*** Page text Section Begins ***

Across the country, millions of people are living in communities of concentrated poverty, including 26 percent of all Black children. The Biden administration should again implement the 2015 Affirmatively Furthering Fair Housing rule, which required localities that receive federal funds for housing to investigate and address barriers to fair housing and patterns or practices that promote bias. In 1980, the average Black person lived in a neighborhood that was 62 percent Black and 31 percent white. By 2010, the average Black person's neighborhood was 48 percent Black and 34 percent white. Reinstating the Obama-era Fair Housing Rule will combat this ongoing segregation and set us on a path to true integration.

Congress should also pass the American Housing and Economic Mobility Act, or a similar measure, to finally redress the legacy of redlining and break down the walls of segregation once and for all.

Broadband Access

To realize broadband's potential to benefit our democracy and connect us to one another, all people in the United States must have equal access and broadband must be made affordable for the most vulnerable. Yet today, 15 percent of American households with school-age children do not have subscriptions to any form of broadband, including one-quarter of Black households (an additional 23 percent of African Americans are “smartphone-only" internet users, meaning they lack traditional home broadband service but do own a smartphone, which is insufficient to attend class, do homework, or apply for a job). The Biden administration, Federal Communications Commission, and Congress must develop and implement plans to increase funding for broadband to expand universal access.

*** Page text Section Ends ***
*** Record extracts Section Begins ***

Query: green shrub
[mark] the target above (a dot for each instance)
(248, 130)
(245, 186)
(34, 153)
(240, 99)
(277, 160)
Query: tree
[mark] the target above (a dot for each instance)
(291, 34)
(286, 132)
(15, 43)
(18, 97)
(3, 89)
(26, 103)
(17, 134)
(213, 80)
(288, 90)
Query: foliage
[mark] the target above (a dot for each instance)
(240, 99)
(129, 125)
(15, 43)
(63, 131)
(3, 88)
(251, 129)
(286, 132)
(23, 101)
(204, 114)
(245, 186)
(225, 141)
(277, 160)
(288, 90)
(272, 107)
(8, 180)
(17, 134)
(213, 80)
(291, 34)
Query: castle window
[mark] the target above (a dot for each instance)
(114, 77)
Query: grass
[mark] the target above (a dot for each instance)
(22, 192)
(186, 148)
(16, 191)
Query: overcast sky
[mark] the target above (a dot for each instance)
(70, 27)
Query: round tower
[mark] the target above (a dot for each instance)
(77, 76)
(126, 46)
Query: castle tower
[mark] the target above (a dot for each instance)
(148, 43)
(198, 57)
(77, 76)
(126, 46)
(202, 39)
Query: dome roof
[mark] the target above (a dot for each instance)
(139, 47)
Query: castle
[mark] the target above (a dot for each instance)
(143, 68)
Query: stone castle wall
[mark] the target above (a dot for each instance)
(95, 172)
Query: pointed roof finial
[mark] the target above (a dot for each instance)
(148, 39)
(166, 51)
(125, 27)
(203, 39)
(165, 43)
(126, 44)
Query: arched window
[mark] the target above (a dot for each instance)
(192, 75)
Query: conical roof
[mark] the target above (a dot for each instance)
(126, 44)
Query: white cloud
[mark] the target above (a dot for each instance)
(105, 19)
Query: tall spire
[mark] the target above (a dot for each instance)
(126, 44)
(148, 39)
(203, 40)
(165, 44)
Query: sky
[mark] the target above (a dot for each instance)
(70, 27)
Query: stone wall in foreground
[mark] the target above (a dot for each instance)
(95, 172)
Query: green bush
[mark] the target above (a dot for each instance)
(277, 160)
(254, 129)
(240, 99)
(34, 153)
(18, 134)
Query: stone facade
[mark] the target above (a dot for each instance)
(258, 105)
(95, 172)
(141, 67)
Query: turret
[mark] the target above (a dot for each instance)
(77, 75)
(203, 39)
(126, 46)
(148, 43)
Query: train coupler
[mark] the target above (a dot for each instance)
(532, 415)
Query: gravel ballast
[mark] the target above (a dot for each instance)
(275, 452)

*** Record extracts Section Ends ***

Activity list
- A) List every year mentioned in the housing and broadband text, in the order in which each first appears.
- B) Carry the housing and broadband text forward from the point at which it stops.
The material is separate from the housing and broadband text.

Your written answers
- A) 2015, 1980, 2010

- B)
Enhanced, Refundable Child Tax Credits

The United States faces a crisis of child poverty. Seventeen percent of all American children are impoverished — a rate higher than not just peer nations like Canada and the U.K., but Mexico and Russia as well. Currently, more than 50 percent of Black and Latinx children in the U.S. do not qualify for the full benefit, compared to 23 percent of white children, and nearly one in five Black children do not receive any credit at all.

To combat this crisis, President Biden and Congress should enhance the child tax credit and make it fully refundable. If we enhance the child tax credit, we can cut child poverty by 40 percent and instantly lift over 50 percent of Black children out of poverty.


We cannot repair harms that we have not fully diagnosed. We must commit to a thorough examination of the impact of the legacy of chattel slavery on racial inequality today. In 2021, Congress must pass H.R. 40, which would establish a commission to study reparations and make recommendations for Black Americans.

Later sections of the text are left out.